**SOURCE DATA**
****************************************

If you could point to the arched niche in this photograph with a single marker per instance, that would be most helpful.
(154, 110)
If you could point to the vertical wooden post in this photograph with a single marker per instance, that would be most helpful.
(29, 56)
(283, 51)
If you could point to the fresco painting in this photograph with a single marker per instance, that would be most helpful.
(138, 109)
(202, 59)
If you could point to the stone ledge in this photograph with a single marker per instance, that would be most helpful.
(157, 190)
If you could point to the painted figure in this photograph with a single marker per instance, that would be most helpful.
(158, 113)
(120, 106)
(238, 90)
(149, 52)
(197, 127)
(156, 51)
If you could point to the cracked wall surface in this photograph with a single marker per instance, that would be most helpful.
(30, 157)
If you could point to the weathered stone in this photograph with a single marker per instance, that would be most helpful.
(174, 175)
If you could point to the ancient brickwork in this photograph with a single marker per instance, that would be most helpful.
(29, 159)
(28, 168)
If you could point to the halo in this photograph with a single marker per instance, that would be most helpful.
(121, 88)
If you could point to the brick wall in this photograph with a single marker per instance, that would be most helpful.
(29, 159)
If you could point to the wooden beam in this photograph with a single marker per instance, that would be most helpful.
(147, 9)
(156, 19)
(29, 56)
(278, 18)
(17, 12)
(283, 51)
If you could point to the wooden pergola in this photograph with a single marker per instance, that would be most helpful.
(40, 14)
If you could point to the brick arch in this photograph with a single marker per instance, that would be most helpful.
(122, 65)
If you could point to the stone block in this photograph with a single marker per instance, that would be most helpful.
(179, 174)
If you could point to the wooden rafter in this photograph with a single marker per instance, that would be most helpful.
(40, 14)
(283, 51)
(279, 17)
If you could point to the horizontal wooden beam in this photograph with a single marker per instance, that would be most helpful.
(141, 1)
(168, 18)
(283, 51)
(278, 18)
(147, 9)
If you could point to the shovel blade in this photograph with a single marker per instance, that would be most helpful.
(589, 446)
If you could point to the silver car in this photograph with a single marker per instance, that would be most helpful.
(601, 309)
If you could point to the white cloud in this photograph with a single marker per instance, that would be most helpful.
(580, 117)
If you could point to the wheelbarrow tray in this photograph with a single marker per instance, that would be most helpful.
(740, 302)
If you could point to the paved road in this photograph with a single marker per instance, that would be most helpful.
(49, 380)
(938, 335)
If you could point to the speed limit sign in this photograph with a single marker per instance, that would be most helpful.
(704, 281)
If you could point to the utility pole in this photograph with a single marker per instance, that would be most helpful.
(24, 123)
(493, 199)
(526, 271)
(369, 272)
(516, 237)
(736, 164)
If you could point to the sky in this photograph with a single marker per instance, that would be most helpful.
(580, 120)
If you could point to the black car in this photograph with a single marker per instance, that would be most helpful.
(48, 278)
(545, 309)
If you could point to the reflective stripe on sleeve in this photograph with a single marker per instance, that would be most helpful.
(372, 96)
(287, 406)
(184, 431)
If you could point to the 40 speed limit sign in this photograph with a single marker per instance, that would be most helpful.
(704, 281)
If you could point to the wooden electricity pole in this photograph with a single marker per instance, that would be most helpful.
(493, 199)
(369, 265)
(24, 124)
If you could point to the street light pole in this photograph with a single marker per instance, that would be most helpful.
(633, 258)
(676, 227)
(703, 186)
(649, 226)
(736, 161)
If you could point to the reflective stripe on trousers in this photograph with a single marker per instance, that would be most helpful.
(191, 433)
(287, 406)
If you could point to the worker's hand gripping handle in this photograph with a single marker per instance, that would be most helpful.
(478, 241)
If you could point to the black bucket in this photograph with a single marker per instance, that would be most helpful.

****************************************

**DIRECTIONS FOR THIS TASK**
Reproduce all of the data exactly as given.

**EXERCISE RESPONSE**
If you could point to the arched niche in this photograph with a single marker per instance, that would be most helpful.
(154, 110)
If you could point to the vertical wooden post in this photograph with a single marker per instance, that would be most helpful.
(29, 56)
(283, 51)
If you could point to the fresco painting in this photograph with a single marker per instance, that would be most helpful.
(138, 109)
(202, 59)
If you could point to the stone ledge in this photograph with a single marker per instance, that would be most helpful.
(157, 190)
If you could point to the painted figure in this photograph with a single marker per instance, that would be most helpful.
(158, 113)
(120, 106)
(238, 90)
(149, 52)
(197, 127)
(156, 51)
If you could point to the cracked wall surface in this photograph with a single marker per instance, that would be most helpful.
(30, 157)
If you could point to the weathered stone in this photograph with a single marker per instance, that would be most helpful.
(174, 175)
If you could point to the ancient brickwork in this photograph with a single marker per instance, that would be most helpful.
(29, 159)
(28, 168)
If you could point to the halo in this photograph with a single marker per instance, that would be most helpful.
(121, 88)
If you could point to the brick wall in this photograph with a single marker per instance, that would be most helpful.
(29, 159)
If you could point to the wooden beam in this photograph with a single marker per instance, that would be most helpful.
(147, 9)
(156, 19)
(29, 56)
(278, 18)
(17, 12)
(283, 51)
If you could point to the wooden pergola in this photograph with a single marker per instance, that would be most helpful.
(40, 14)
If you could point to the brick arch in this photograph with a single marker per instance, that would be most helpful.
(122, 65)
If you could point to the stone block in this photograph with a single marker per instance, that would be most helpful.
(179, 174)
If you could point to the wooden rafter in this photograph with a single marker per instance, that would be most helpful.
(40, 14)
(283, 51)
(279, 17)
If you could point to the horizontal wooden beam in this photograph with a single marker per instance, that would be most helpful.
(141, 1)
(168, 18)
(283, 51)
(278, 18)
(147, 9)
If you could point to the shovel blade in this photograph with a single marker per instance, that would be most helpful.
(589, 446)
If you could point to the silver car in this photograph with a single marker per instance, that would be most helpful.
(601, 309)
If you could point to the white cloud in this photograph with a single marker per instance, that would be most helpful.
(580, 117)
If you could point to the wheelbarrow tray in this photograph with a single marker per instance, that would be most helpful.
(740, 302)
If you could point to the paved road in this photograph with a single marker per instance, that would be most helpful.
(49, 380)
(938, 335)
If you could point to the speed limit sign in this photograph with a single marker per instance, that would be most helpful.
(704, 281)
If you could point to the utility pole in this photograph with a single marker per instance, that would be most helpful.
(24, 123)
(493, 199)
(526, 271)
(369, 272)
(516, 237)
(736, 164)
If you could point to the sky in this photograph with a single marker per instance, that would be most helpful.
(580, 120)
If you could point to the black car in this photograph with a single marker per instance, that would be most helpful.
(48, 278)
(545, 309)
If you could point to the reflective stripe on sleeve in this photograph with a single marker per instance, that would be most helpful.
(372, 96)
(287, 406)
(184, 431)
If you could point to the 40 speed limit sign in this photograph with a single marker per instance, that would be most helpful.
(704, 281)
If you could point to the wooden electricity pole in this photograph with a single marker per instance, that would be most helpful.
(493, 199)
(369, 265)
(24, 124)
If you could point to the street light pole in this photograph with a single marker per instance, that would be most helpful.
(633, 258)
(676, 227)
(703, 186)
(649, 226)
(736, 161)
If you could point to the reflective stripe on trousers in this photograph with a single marker per instance, that would be most helpful.
(191, 433)
(287, 406)
If you could point to the worker's hand gripping handle in this photograph with a single marker per instance, that would be most helpful.
(478, 241)
If you could point to the black bucket in this photograph with a single marker per instance, that would be most helpful.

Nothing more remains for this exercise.